***** Provided information

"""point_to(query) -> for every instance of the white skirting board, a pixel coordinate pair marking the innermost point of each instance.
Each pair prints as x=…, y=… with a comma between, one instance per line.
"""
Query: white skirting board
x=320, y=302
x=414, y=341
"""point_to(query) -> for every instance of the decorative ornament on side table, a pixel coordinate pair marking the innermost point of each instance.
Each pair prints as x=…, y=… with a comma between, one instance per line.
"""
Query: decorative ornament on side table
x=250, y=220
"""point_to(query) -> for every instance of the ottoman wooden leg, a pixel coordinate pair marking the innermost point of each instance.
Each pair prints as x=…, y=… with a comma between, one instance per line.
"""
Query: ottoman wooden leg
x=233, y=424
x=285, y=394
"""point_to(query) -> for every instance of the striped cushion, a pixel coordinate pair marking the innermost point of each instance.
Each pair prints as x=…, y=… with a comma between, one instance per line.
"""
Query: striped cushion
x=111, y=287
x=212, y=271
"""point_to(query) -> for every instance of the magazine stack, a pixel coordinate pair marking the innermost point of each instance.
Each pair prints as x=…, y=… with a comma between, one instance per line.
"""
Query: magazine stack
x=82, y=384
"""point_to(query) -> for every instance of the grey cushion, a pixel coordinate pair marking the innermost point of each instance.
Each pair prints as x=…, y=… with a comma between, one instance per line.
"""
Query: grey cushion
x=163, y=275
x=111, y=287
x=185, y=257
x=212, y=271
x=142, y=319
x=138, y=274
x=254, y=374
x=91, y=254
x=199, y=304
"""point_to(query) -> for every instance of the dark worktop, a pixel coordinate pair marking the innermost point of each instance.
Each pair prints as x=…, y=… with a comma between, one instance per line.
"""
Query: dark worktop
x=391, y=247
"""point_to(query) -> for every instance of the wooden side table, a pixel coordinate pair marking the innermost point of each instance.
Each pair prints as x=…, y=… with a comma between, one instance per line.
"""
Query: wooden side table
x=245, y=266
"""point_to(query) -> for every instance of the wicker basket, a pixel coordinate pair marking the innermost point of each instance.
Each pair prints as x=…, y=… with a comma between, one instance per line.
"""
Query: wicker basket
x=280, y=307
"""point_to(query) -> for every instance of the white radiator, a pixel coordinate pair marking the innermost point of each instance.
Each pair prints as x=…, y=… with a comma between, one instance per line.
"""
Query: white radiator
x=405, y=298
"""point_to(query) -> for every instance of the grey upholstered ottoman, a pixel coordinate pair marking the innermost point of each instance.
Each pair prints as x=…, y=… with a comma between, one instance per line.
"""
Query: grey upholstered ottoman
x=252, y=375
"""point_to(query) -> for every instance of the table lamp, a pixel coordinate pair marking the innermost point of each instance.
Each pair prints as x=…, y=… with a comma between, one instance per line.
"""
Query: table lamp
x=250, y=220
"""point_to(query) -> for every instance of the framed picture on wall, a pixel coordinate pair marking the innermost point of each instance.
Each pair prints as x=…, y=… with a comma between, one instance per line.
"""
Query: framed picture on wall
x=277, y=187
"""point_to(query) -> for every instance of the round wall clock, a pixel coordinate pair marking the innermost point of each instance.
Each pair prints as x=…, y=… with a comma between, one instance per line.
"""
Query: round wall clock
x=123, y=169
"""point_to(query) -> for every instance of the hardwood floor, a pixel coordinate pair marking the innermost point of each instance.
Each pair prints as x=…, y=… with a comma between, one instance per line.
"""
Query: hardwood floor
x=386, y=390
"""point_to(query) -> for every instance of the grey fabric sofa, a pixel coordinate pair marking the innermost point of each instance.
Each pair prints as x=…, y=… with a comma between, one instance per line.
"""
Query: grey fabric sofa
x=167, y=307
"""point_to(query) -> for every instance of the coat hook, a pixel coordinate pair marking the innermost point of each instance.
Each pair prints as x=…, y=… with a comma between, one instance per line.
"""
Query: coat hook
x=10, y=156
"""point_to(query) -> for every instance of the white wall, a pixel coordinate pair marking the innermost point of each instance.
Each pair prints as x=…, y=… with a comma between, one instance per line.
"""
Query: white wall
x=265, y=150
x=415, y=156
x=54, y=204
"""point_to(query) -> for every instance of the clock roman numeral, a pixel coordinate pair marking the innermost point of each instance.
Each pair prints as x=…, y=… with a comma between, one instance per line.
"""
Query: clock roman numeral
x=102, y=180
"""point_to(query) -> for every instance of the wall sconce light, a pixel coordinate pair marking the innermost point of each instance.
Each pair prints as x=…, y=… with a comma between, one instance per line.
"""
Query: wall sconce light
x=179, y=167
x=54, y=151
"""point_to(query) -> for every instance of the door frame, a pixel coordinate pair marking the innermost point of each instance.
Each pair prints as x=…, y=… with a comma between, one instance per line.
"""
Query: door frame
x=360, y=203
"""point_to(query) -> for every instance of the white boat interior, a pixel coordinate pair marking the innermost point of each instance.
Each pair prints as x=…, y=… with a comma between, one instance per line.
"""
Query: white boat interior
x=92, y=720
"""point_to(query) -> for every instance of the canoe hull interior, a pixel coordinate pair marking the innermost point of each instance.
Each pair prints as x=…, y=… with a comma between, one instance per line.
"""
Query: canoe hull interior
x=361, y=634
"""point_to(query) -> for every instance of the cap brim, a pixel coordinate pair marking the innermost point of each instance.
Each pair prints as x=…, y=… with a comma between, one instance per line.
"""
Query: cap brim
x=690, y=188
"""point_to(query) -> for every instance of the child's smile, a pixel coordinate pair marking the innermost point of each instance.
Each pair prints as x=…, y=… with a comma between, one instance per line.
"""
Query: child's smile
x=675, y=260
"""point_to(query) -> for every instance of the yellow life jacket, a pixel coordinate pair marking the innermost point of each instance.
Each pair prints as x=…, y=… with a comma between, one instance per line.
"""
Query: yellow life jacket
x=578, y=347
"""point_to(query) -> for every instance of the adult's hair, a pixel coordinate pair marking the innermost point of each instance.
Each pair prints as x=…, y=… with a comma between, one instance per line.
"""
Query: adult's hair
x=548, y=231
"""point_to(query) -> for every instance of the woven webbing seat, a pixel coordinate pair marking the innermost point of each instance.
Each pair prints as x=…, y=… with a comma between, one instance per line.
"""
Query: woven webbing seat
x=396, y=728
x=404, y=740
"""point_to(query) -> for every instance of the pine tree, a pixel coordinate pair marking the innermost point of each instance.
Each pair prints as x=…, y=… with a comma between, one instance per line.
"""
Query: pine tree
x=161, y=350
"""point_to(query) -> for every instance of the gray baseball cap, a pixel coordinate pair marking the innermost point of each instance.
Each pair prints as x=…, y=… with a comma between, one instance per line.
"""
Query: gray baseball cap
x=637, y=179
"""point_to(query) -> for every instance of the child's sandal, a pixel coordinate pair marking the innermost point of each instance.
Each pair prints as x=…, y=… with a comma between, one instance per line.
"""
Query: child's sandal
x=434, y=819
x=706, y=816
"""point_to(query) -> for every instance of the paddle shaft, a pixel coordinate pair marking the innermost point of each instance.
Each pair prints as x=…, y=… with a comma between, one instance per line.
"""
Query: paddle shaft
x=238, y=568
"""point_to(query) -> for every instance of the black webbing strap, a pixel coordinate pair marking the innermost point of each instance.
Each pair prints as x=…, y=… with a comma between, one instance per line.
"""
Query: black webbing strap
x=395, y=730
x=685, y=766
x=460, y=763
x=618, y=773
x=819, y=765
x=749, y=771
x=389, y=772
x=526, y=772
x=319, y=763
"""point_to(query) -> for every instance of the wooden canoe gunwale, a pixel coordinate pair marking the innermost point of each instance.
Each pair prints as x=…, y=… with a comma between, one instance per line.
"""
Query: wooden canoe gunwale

**********

Challenge
Convert every line of the listing above into a numbered list, omitting blank lines.

Written reply
1. """point_to(query) -> for every instance of the white skirting board, a pixel coordinate pair marking the innermost point of each instance.
2. Each pair prints as x=…, y=… with a comma between, one instance per line.
3. """
4. Query: white skirting board
5. x=320, y=302
6. x=414, y=341
7. """point_to(query) -> for every instance of the decorative ornament on side table, a pixel coordinate pair marking the innermost point of each instance.
8. Each pair prints as x=…, y=… with a comma between, one instance per line.
9. """
10. Query: decorative ornament on side table
11. x=250, y=220
12. """point_to(query) -> for every instance of the ottoman wooden leg, a pixel coordinate pair marking the innermost point of each instance.
13. Each pair prints as x=…, y=… with a comma between, one instance per line.
14. """
15. Query: ottoman wooden leg
16. x=233, y=424
17. x=285, y=394
18. """point_to(query) -> for every instance of the striped cushion, a pixel coordinate pair marking the innermost point of each instance.
19. Each pair prints as x=…, y=… with a comma between, one instance per line.
20. """
21. Query: striped cushion
22. x=111, y=287
23. x=212, y=271
24. """point_to(query) -> for every instance of the magazine stack, a pixel coordinate pair marking the innermost point of each instance.
25. Each pair prints as x=…, y=… with a comma between, one instance per line.
26. """
27. Query: magazine stack
28. x=82, y=384
29. """point_to(query) -> for every instance of the grey cushion, a pixel coordinate pair marking the innermost point of each instance.
30. Each pair prints as x=…, y=… with a comma between, one instance per line.
31. """
32. Query: grey cushion
33. x=163, y=275
34. x=111, y=287
35. x=185, y=257
36. x=212, y=271
37. x=142, y=319
38. x=138, y=274
39. x=254, y=374
40. x=91, y=254
41. x=199, y=304
42. """point_to(query) -> for every instance of the dark worktop, a pixel coordinate pair marking the innermost point of each instance.
43. Each pair prints as x=…, y=… with a comma between, one instance per line.
44. """
45. Query: dark worktop
46. x=391, y=247
47. """point_to(query) -> for every instance of the wooden side table, a pixel coordinate pair marking the innermost point of each instance.
48. Each pair prints as x=…, y=… with a comma between, one instance per line.
49. """
50. Query: wooden side table
51. x=245, y=266
52. """point_to(query) -> for every instance of the wicker basket, a pixel coordinate pair marking the innermost point of each instance.
53. Each pair prints as x=…, y=… with a comma between, one instance per line.
54. """
55. Query: wicker basket
56. x=280, y=307
57. """point_to(query) -> for every instance of the white radiator, a pixel coordinate pair marking the innermost point of each instance.
58. Each pair prints as x=…, y=… with a comma between, one instance per line.
59. """
60. Query: white radiator
61. x=405, y=298
62. """point_to(query) -> for every instance of the grey upholstered ottoman, a pixel coordinate pair marking the innermost point of each instance.
63. Each pair prints as x=…, y=… with a comma between, one instance per line.
64. """
65. Query: grey upholstered ottoman
66. x=252, y=375
67. """point_to(query) -> for every instance of the table lamp, a pixel coordinate pair marking the innermost point of each instance.
68. Each pair prints as x=…, y=… with a comma between, one instance per line.
69. """
70. Query: table lamp
71. x=250, y=220
72. """point_to(query) -> for every instance of the framed picture on wall, a pixel coordinate pair marking the innermost point of each instance.
73. Each pair prints as x=…, y=… with a comma between, one instance per line.
74. """
75. Query: framed picture on wall
76. x=277, y=187
77. """point_to(query) -> for every instance of the round wall clock, a pixel coordinate pair marking the innermost point of each instance.
78. Each pair prints as x=…, y=… with a comma between, one instance per line.
79. """
80. Query: round wall clock
81. x=123, y=169
82. """point_to(query) -> for every instance of the hardwood floor, a pixel coordinate pair marking the innermost point of each instance.
83. Each pair prints as x=…, y=… with a comma between, one instance per line.
84. """
85. Query: hardwood floor
86. x=386, y=390
87. """point_to(query) -> for every instance of the grey fabric sofa, a pixel coordinate pair marking the innermost point of each instance.
88. Each pair prints as x=…, y=… with a comma between, one instance per line.
89. """
90. Query: grey fabric sofa
91. x=167, y=307
92. """point_to(query) -> for every instance of the coat hook, a pixel coordinate pair marking the innermost point of each instance.
93. Each pair prints as x=…, y=… with a comma between, one instance per line.
94. """
95. Query: coat hook
96. x=10, y=156
97. """point_to(query) -> for every instance of the white wall, a pixel coordinate pair marking the innermost point of each instance.
98. Each pair prints as x=…, y=… with a comma between, one instance per line.
99. """
100. Query: white wall
101. x=265, y=150
102. x=415, y=156
103. x=54, y=204
104. """point_to(query) -> for every instance of the clock roman numeral, a pixel coordinate pair marking the innermost point of each instance.
105. Each pair prints as x=…, y=… with a comma between, one instance per line.
106. """
107. Query: clock roman numeral
108. x=102, y=180
109. """point_to(query) -> for every instance of the wall sconce light, a pixel coordinate pair marking the innermost point of each instance.
110. Each pair prints as x=…, y=… with a comma between, one instance per line.
111. """
112. Query: wall sconce light
113. x=179, y=167
114. x=54, y=151
115. """point_to(query) -> for every instance of the door frame, a pixel coordinate pair marking the innermost point of each instance.
116. Each pair prints as x=…, y=… with a comma between, one instance per line.
117. """
118. Query: door frame
119. x=360, y=203
120. """point_to(query) -> for every instance of the white boat interior, a pixel coordinate pair marking the innermost point of each instance.
121. Each pair prints as x=…, y=… with a comma between, one instance per line.
122. """
123. Query: white boat interior
124. x=92, y=720
125. """point_to(query) -> for every instance of the canoe hull interior, a pixel coordinate pair marking the innermost point of each instance.
126. Each pair prints as x=…, y=… with a comma between, one instance per line.
127. """
128. Query: canoe hull interior
129. x=361, y=634
130. """point_to(query) -> for every instance of the cap brim, a pixel coordinate pair marking the innermost point of each instance.
131. Each pair prints as x=…, y=… with a comma between, one instance per line.
132. """
133. Query: cap brim
134. x=690, y=188
135. """point_to(query) -> for every instance of the child's smile, a pixel coordinate pair marking the innermost point of each instance.
136. Each pair prints as x=…, y=… with a comma between, one instance per line.
137. """
138. Query: child's smile
139. x=675, y=260
140. """point_to(query) -> for every instance of the yellow life jacket, a pixel coordinate pair marking the innermost point of each instance.
141. Each pair prints as x=…, y=… with a comma between, one instance per line.
142. """
143. Query: yellow life jacket
144. x=578, y=347
145. """point_to(query) -> for every instance of the adult's hair, a pixel coordinate pair marking the innermost point of each instance.
146. Each pair prints as x=…, y=… with a comma between, one instance per line.
147. """
148. Query: adult's hair
149. x=548, y=231
150. """point_to(query) -> for every instance of the woven webbing seat, a pixel coordinate pair marking the innermost point of each instance.
151. Each pair prints as x=…, y=… with a comma between, one instance per line.
152. """
153. Query: woven webbing seat
154. x=396, y=728
155. x=404, y=740
156. """point_to(query) -> for every instance of the pine tree, a pixel coordinate pair marking the innermost point of each instance.
157. Each pair prints as x=…, y=… with a comma between, one instance per line.
158. """
159. Query: pine tree
160. x=161, y=350
161. """point_to(query) -> for every instance of the gray baseball cap, a pixel coordinate pair marking the innermost point of each instance.
162. Each pair prints as x=…, y=… with a comma between, one instance per line.
163. """
164. Query: gray baseball cap
165. x=637, y=179
166. """point_to(query) -> for every instance of the child's sandal, a pixel coordinate pair marking the innermost point of each instance.
167. Each pair prints as x=…, y=… with a comma between, one instance per line.
168. """
169. Query: child's sandal
170. x=434, y=819
171. x=706, y=816
172. """point_to(query) -> for every instance of the paddle shaft, a pixel coordinate pair marking the innermost point of each instance.
173. Each pair prints as x=…, y=… with a comma between, one instance per line.
174. """
175. Query: paddle shaft
176. x=238, y=568
177. """point_to(query) -> for every instance of the black webbing strap, a pixel coordinate pair marking the innermost point of each instance.
178. Each pair prints as x=…, y=… with a comma between, one instance per line.
179. """
180. Query: black webbing strap
181. x=395, y=730
182. x=685, y=766
183. x=460, y=763
184. x=618, y=773
185. x=819, y=765
186. x=749, y=771
187. x=389, y=772
188. x=526, y=772
189. x=319, y=763
190. """point_to(query) -> for every instance of the wooden canoe gunwale, a pixel coordinate pair marking the innermost point of each instance.
191. Each pair prints as x=…, y=… with a comma between, one instance per line.
192. """
193. Query: wooden canoe gunwale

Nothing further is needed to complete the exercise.